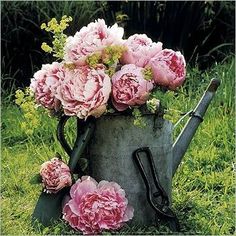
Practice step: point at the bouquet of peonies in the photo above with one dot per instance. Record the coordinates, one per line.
(100, 71)
(97, 71)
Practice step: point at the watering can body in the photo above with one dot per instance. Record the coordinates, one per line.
(109, 144)
(110, 157)
(116, 138)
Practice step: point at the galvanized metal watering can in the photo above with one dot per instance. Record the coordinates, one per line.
(142, 160)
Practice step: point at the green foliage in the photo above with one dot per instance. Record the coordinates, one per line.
(25, 100)
(147, 72)
(203, 187)
(138, 119)
(111, 54)
(59, 38)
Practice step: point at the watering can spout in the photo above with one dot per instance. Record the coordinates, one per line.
(196, 117)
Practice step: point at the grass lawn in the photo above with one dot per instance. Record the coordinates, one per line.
(203, 187)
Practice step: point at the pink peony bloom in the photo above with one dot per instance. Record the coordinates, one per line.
(84, 92)
(44, 85)
(129, 88)
(55, 175)
(168, 68)
(92, 38)
(140, 49)
(94, 207)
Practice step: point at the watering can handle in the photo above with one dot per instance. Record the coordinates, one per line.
(196, 117)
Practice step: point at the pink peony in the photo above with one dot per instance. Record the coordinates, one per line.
(129, 88)
(84, 92)
(168, 68)
(140, 49)
(94, 207)
(44, 85)
(93, 38)
(55, 175)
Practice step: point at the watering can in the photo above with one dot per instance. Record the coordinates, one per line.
(142, 161)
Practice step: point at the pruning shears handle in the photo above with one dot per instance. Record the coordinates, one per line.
(157, 198)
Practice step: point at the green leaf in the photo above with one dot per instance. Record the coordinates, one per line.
(37, 179)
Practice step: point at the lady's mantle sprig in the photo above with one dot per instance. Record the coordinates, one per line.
(59, 38)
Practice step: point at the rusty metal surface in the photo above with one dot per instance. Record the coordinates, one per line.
(110, 153)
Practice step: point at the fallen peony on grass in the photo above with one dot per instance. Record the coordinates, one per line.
(203, 188)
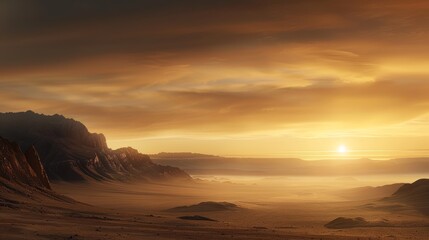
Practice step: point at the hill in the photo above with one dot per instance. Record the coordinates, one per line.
(69, 152)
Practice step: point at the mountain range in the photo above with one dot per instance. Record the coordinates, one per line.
(200, 164)
(69, 152)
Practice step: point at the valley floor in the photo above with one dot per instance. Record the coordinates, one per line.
(137, 211)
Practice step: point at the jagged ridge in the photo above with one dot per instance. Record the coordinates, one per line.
(70, 152)
(21, 168)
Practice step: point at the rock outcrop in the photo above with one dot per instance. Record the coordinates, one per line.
(414, 194)
(70, 152)
(15, 166)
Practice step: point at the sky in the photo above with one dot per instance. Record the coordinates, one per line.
(234, 78)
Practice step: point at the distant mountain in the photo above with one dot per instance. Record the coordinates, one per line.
(70, 152)
(368, 192)
(415, 194)
(214, 165)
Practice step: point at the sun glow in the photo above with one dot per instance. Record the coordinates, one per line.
(342, 149)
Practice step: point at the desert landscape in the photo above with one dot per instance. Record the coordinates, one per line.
(214, 119)
(141, 199)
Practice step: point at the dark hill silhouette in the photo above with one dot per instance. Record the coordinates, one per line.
(415, 194)
(200, 164)
(70, 152)
(206, 207)
(17, 167)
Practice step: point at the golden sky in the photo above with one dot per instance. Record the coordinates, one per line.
(242, 78)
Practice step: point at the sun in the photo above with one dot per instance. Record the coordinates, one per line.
(342, 149)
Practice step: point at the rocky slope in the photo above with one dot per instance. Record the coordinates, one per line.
(415, 194)
(17, 167)
(70, 152)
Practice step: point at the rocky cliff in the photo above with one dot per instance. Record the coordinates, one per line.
(15, 166)
(70, 152)
(415, 194)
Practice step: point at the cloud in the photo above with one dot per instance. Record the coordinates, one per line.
(147, 68)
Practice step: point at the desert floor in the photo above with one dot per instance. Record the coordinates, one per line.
(269, 210)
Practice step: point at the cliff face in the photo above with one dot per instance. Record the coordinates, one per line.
(415, 194)
(16, 166)
(70, 152)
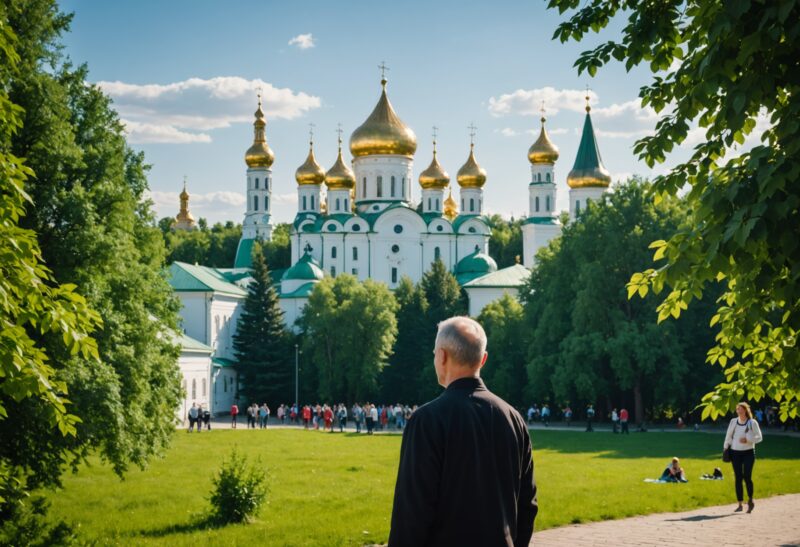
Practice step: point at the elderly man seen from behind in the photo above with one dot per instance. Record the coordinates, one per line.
(466, 472)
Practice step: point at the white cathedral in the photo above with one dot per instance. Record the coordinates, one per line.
(367, 221)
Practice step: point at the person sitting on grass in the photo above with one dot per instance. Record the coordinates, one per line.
(674, 472)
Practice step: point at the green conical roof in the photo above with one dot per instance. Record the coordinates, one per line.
(305, 268)
(588, 170)
(474, 265)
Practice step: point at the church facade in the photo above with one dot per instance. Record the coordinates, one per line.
(373, 220)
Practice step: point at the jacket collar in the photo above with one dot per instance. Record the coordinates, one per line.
(471, 384)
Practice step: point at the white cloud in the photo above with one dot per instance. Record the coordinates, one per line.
(178, 111)
(302, 41)
(527, 102)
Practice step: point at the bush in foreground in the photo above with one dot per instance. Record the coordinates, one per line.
(239, 490)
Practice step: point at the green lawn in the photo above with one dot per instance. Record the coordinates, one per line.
(334, 489)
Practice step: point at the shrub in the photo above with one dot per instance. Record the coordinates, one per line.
(239, 490)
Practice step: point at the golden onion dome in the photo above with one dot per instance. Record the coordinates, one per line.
(259, 154)
(340, 176)
(471, 175)
(434, 177)
(450, 206)
(543, 150)
(310, 172)
(588, 171)
(383, 132)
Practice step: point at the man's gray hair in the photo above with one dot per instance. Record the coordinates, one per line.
(464, 340)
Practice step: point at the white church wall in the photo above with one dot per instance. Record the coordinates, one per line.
(194, 315)
(195, 370)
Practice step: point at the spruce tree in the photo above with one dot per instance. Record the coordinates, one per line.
(261, 342)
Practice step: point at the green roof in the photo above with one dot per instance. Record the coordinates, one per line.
(303, 291)
(244, 254)
(513, 276)
(305, 268)
(540, 220)
(190, 344)
(221, 362)
(474, 265)
(588, 154)
(188, 278)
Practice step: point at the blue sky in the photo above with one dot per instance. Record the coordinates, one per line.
(183, 76)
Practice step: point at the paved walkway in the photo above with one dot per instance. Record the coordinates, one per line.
(774, 522)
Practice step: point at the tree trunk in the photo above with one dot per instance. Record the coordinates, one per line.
(638, 404)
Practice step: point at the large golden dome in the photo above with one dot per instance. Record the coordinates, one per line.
(259, 154)
(434, 177)
(543, 151)
(340, 176)
(383, 132)
(471, 175)
(310, 172)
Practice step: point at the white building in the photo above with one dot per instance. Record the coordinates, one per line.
(371, 221)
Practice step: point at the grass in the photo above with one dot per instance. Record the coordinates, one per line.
(337, 489)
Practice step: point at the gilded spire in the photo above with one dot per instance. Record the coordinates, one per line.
(471, 175)
(259, 153)
(450, 206)
(184, 220)
(383, 132)
(543, 150)
(310, 173)
(340, 176)
(588, 171)
(434, 177)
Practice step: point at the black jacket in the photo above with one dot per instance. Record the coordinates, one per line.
(466, 473)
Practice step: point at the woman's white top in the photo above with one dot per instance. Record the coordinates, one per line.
(736, 430)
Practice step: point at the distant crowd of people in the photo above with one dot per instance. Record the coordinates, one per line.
(367, 417)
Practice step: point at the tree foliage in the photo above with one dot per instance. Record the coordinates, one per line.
(721, 65)
(261, 342)
(349, 328)
(588, 341)
(504, 372)
(97, 234)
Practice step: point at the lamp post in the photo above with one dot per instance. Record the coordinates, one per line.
(296, 376)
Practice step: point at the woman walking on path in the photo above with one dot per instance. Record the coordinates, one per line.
(741, 438)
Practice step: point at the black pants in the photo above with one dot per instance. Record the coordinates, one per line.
(742, 461)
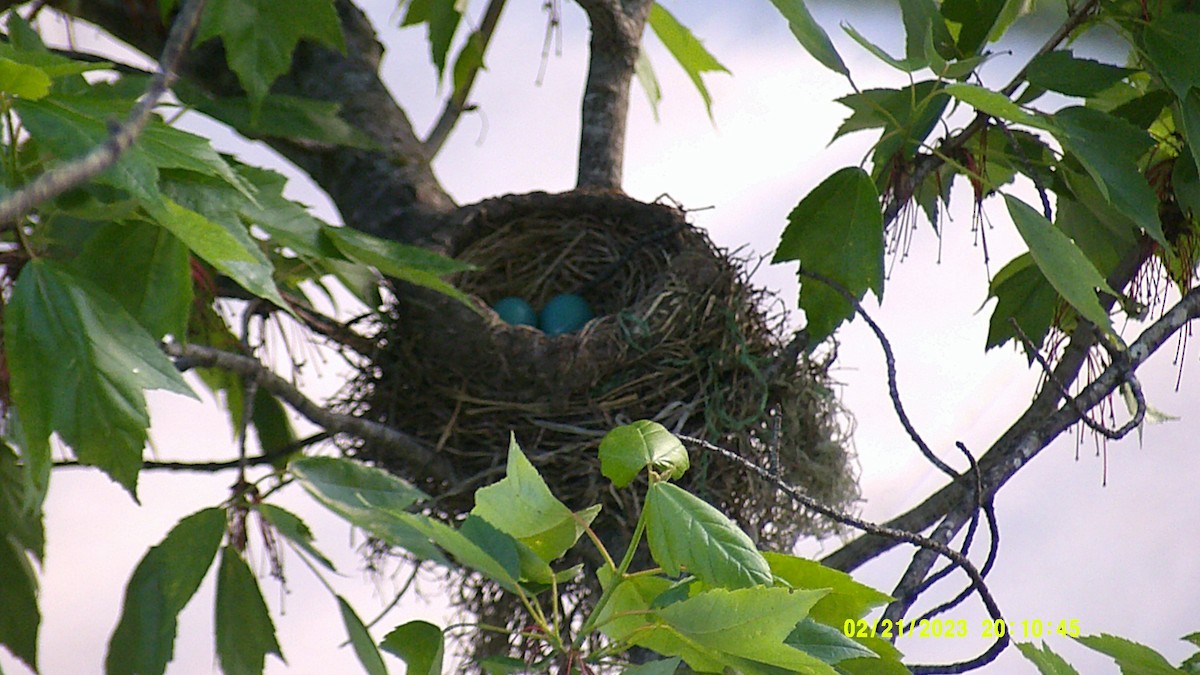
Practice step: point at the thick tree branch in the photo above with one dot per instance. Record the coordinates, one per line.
(617, 28)
(425, 461)
(77, 172)
(389, 191)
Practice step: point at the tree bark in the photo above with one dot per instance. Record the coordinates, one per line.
(617, 28)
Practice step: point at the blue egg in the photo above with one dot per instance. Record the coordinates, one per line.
(564, 314)
(515, 311)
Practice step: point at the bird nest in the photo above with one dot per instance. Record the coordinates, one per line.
(681, 336)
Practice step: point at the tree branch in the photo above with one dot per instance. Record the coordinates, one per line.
(617, 28)
(77, 172)
(388, 191)
(424, 460)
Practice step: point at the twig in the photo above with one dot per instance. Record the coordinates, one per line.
(215, 466)
(457, 101)
(1131, 380)
(421, 458)
(77, 172)
(889, 358)
(928, 163)
(925, 543)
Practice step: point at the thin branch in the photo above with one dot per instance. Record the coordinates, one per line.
(617, 28)
(1008, 453)
(457, 102)
(889, 358)
(215, 466)
(420, 455)
(925, 543)
(77, 172)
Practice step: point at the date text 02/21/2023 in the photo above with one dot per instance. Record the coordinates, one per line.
(989, 628)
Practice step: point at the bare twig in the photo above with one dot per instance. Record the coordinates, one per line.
(421, 457)
(457, 102)
(77, 172)
(925, 543)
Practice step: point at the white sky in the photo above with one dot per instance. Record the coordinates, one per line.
(1117, 557)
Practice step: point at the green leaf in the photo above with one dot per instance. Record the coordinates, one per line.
(1024, 294)
(1062, 72)
(244, 629)
(349, 488)
(413, 264)
(280, 115)
(259, 36)
(69, 132)
(1131, 656)
(522, 506)
(826, 643)
(1062, 263)
(837, 231)
(154, 281)
(744, 628)
(210, 230)
(925, 33)
(161, 586)
(360, 639)
(442, 18)
(419, 644)
(687, 49)
(996, 105)
(479, 547)
(645, 72)
(293, 530)
(972, 22)
(79, 365)
(661, 667)
(19, 523)
(909, 65)
(811, 36)
(1047, 661)
(468, 63)
(1170, 43)
(687, 532)
(22, 81)
(846, 598)
(21, 619)
(625, 451)
(1110, 150)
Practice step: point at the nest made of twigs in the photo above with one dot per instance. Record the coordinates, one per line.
(681, 336)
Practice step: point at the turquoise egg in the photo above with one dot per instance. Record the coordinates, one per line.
(564, 314)
(515, 311)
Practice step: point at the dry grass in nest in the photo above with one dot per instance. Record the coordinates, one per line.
(681, 338)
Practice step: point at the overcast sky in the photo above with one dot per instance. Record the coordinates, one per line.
(1120, 559)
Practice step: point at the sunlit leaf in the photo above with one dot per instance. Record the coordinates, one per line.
(79, 366)
(687, 532)
(1062, 72)
(811, 36)
(161, 586)
(259, 36)
(419, 644)
(837, 231)
(628, 449)
(1062, 263)
(687, 49)
(244, 629)
(360, 639)
(522, 506)
(1110, 150)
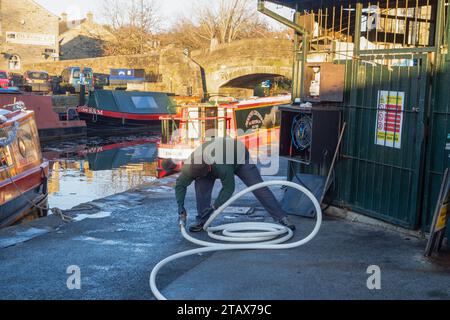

What to work on →
Reproduce exactly the lines above from the one with "Practice step: point at the sunlit" through the last line of the data, keeping both ends and dropping the pictures.

Exercise result →
Practice step: point at the sunlit leaf in the photo above with one dot per instance. Record the coordinates, one per line.
(79, 366)
(687, 532)
(1062, 72)
(811, 36)
(161, 586)
(259, 36)
(419, 644)
(837, 231)
(628, 449)
(1062, 263)
(687, 49)
(244, 629)
(360, 639)
(522, 506)
(1110, 150)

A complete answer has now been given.